Cavalli-Sforza - The price of collaboration?


In a previous post, I noted certain discrepancies between Luca Cavalli-Sforza’s current stand on the race concept and his earlier one. This reversal seems to have occurred between his 1976 book Genetics, Evolution, and Man and his 1994 opus The History and Geography of Human Genes (whose cover map is curiously at odds with his statement that human genetic variation does not cluster into racial groups).

Such a change of heart is all the more puzzling because the case against the race concept had already been made in 1972, when Richard Lewontin showed that genetic differences within human races greatly exceed genetic differences between human races. That was—and still is—the main argument for race denialism. If this argument failed to convince Cavalli-Sforza in 1976, what happened to make it more convincing in 1994?

▸ RECORD EXCERPTS:

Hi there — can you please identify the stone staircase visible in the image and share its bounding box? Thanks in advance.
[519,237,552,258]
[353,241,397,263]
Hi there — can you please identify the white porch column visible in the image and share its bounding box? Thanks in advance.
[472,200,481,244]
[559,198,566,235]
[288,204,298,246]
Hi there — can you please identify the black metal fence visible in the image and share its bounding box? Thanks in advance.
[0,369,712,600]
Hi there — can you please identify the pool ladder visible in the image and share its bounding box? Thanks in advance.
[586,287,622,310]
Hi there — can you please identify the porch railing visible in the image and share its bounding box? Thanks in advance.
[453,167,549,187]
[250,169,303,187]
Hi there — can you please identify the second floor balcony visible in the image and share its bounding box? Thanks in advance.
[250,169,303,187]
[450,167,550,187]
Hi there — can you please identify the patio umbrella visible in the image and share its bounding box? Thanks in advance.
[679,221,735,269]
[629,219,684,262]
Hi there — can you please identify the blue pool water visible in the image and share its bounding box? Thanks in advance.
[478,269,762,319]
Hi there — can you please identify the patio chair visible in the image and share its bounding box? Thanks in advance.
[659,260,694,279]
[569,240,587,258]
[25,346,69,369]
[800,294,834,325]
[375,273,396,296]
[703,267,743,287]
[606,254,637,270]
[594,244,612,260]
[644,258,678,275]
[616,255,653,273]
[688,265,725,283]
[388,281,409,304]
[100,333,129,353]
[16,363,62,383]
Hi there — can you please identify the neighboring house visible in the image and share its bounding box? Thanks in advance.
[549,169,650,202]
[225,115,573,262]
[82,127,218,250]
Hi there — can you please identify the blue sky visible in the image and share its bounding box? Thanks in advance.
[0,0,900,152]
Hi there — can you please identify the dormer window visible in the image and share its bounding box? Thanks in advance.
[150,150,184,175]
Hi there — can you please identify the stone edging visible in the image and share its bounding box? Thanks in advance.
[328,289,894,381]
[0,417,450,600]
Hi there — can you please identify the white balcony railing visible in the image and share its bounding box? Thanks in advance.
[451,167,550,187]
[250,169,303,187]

▸ ABOUT THIS TASK:
Name each distinct year that appears in the post on Cavalli-Sforza and race. The records have nothing to do with what comes next.

▸ REPLY:
1976, 1994, 1972